* **GIVEN TASK**
Convert the listing below into a Markdown table with the columns Line and Text, one numbered row per line and no rows for blank lines. Begin at the line containing "of the calm" and continue through the final line of the listing.

* **DATASET RECORDS**
****************

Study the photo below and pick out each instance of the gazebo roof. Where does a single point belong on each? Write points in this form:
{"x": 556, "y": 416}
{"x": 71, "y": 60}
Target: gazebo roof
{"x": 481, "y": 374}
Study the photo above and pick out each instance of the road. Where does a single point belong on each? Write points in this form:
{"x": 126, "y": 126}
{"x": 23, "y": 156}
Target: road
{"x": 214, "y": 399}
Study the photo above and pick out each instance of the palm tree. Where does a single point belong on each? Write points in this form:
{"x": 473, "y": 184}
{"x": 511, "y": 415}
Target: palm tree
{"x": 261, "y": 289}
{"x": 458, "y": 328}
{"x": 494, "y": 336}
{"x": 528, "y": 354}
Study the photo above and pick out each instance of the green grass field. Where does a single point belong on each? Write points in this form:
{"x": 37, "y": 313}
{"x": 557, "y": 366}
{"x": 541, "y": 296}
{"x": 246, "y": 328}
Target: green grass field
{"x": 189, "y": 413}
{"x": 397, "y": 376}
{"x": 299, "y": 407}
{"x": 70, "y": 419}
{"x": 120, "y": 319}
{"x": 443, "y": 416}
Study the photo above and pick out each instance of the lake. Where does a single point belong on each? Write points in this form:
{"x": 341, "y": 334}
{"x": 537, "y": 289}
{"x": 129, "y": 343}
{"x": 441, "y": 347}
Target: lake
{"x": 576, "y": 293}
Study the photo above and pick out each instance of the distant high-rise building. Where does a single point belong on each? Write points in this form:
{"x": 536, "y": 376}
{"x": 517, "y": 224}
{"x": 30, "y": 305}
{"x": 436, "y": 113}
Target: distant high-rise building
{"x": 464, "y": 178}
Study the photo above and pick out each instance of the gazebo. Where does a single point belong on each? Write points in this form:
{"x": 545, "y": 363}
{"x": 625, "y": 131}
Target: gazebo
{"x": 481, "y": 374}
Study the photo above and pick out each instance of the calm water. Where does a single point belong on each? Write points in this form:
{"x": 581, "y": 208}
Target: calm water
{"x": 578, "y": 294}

****************

* **RESULT**
| Line | Text |
|---|---|
| 1 | Study the photo above and pick out each instance of the calm water. Where does a single point belong on each? Write points in this form: |
| 2 | {"x": 581, "y": 208} |
| 3 | Target: calm water |
| 4 | {"x": 578, "y": 294} |